## GIVEN EXERCISE:
Extract every line of the records below verbatim, leaving the pictures out of your reproduction.

Coordinate annotation records
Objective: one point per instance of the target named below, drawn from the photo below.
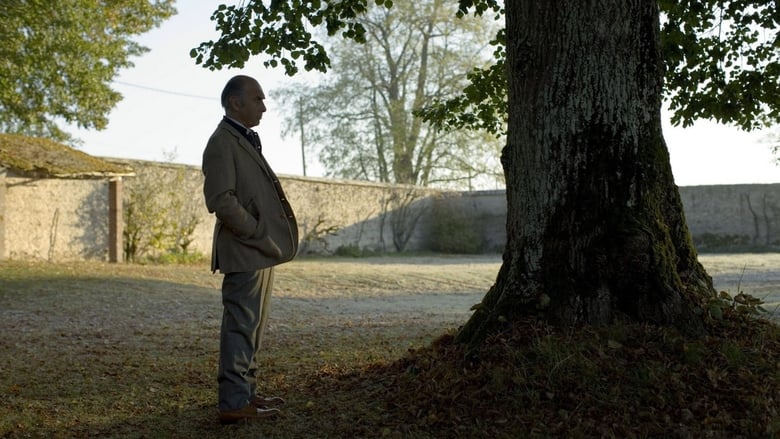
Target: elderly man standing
(255, 230)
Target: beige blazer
(256, 226)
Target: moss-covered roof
(37, 157)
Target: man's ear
(234, 102)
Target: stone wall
(733, 215)
(52, 219)
(62, 219)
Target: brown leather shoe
(265, 402)
(246, 414)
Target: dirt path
(445, 288)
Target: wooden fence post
(115, 223)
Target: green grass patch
(129, 351)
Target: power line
(170, 92)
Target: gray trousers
(246, 299)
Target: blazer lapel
(250, 149)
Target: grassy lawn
(124, 351)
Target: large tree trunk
(595, 226)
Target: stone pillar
(115, 223)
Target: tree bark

## WRITTEN ANSWER:
Objective: one point per instance of the target named below, drawn from the photo below.
Target: elderly man standing
(255, 230)
Target: beige blazer
(256, 226)
Target: moss-covered roof
(37, 157)
Target: man's ear
(234, 102)
Target: stone wall
(733, 215)
(52, 219)
(62, 219)
Target: brown leather shoe
(265, 402)
(246, 414)
Target: dirt path
(445, 288)
Target: wooden fence post
(115, 223)
Target: green grass patch
(129, 351)
Target: power line
(170, 92)
Target: gray trousers
(246, 299)
Target: blazer lapel
(250, 149)
Target: grassy lawn
(124, 351)
Target: large tree trunk
(595, 226)
Target: stone pillar
(115, 223)
Target: tree bark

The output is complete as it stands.